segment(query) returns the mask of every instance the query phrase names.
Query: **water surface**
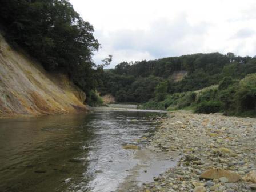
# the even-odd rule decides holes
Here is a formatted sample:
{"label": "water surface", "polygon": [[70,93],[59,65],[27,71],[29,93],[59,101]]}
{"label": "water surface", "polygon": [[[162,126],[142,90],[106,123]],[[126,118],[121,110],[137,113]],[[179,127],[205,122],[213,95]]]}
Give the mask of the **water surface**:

#####

WRITTEN PROBLEM -> Copy the data above word for word, leaving out the picture.

EXPECTED ANSWER ->
segment(query) returns the mask of every instance the query phrase names.
Query: **water surface**
# the even-odd rule decides holes
Here is a formatted sample:
{"label": "water surface", "polygon": [[70,93],[59,65],[27,71],[29,93],[59,101]]}
{"label": "water surface", "polygon": [[[162,126],[142,90],[106,123]],[[126,118],[121,110],[137,113]],[[179,127],[205,122],[213,95]]]}
Give the mask of the **water surface**:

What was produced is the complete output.